=== Assignment ===
Once the data has been read, return all of it precisely as written.

*** Input data Section Begins ***

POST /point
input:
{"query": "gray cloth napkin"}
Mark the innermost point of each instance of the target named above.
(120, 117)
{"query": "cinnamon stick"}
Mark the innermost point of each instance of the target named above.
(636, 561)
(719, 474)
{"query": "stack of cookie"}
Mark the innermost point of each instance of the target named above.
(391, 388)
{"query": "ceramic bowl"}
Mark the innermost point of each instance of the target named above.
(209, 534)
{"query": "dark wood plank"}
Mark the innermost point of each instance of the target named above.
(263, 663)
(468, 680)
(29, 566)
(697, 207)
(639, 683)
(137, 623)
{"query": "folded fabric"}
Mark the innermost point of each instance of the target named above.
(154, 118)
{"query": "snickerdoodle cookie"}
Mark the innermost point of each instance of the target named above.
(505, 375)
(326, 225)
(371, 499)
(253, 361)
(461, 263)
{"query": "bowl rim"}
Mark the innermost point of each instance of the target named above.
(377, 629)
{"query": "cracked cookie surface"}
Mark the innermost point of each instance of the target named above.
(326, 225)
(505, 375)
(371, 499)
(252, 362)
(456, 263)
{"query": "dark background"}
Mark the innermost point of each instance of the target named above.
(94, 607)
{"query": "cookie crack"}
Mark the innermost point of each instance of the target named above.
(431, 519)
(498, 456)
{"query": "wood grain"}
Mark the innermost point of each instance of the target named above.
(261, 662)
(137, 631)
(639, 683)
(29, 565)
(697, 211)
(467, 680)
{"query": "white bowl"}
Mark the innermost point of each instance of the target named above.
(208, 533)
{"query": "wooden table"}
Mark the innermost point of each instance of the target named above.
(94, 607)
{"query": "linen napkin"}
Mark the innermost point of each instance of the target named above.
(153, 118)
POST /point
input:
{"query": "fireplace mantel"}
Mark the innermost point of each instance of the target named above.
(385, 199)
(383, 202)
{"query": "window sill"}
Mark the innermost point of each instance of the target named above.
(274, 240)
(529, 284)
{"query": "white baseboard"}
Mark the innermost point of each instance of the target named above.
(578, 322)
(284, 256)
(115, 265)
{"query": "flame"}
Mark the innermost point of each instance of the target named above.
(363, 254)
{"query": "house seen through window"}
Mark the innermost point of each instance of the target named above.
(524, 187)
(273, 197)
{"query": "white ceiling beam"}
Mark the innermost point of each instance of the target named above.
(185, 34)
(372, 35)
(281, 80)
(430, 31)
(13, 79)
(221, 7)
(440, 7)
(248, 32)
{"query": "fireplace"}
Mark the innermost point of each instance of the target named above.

*** Input data Section Ends ***

=== Reply to the exercise ===
POST /point
input:
{"query": "gray cloth napkin"}
Mark the innermost point of each instance of the target named above.
(120, 117)
{"query": "cinnamon stick"}
Mark the innermost point of each instance of the target named above.
(636, 561)
(719, 474)
{"query": "stack of cookie"}
Mark the innermost point of each instance of the target named above.
(391, 388)
{"query": "ceramic bowl"}
Mark the innermost point of each instance of the target named above.
(209, 534)
{"query": "dark wood plank"}
Mark the innermost point of each instance of the target named above.
(263, 663)
(468, 680)
(29, 566)
(697, 207)
(639, 683)
(137, 623)
{"query": "folded fabric"}
Mark the innermost point of each instance of the target named above.
(154, 118)
{"query": "snickerdoodle cookie"}
Mark the innermost point of each instance of the target named above.
(505, 375)
(326, 225)
(371, 499)
(253, 361)
(461, 263)
{"query": "bowl rim"}
Mark the innermost point of each instance of the target named above.
(377, 629)
{"query": "cracked cookie surface"}
Mark the innermost point of each instance of the target named above.
(326, 225)
(505, 375)
(371, 499)
(252, 362)
(456, 263)
{"query": "dark background"}
Mark the innermost point of each instance of the target named above.
(94, 607)
{"query": "cookie crack"}
Mark the innermost point of each instance of the target named above.
(431, 519)
(498, 456)
{"query": "wood grain"}
Mark the innermost point of each instance of the target named above.
(261, 662)
(137, 631)
(639, 683)
(29, 565)
(697, 211)
(467, 680)
{"query": "white bowl"}
Mark the innermost point of each instance of the target named above.
(208, 533)
{"query": "wooden table"}
Mark the innermost point of each instance of the target named above.
(94, 607)
{"query": "linen napkin"}
Mark the innermost point of each instance of the target named above.
(153, 118)
POST /point
input:
{"query": "fireplace mantel"}
Mark the innermost point of each instance of the target named above.
(385, 199)
(383, 202)
{"query": "window sill"}
Mark the innermost point of each instance of the target named above.
(274, 240)
(529, 284)
{"query": "white baseboard"}
Mark the innermost point of each instance of the target named above.
(578, 322)
(284, 256)
(115, 265)
{"query": "flame"}
Mark the innermost point of each instance of the target named above.
(363, 254)
{"query": "house seen through window"}
Mark the innermost point of each instance of the target named above.
(524, 187)
(273, 197)
{"query": "white ceiling beam"}
Mark the innermost point of each instance of the target named above.
(185, 34)
(372, 35)
(281, 80)
(430, 31)
(13, 79)
(221, 7)
(440, 7)
(248, 32)
{"query": "fireplace"}
Mark the innermost point of each instance of the target named above.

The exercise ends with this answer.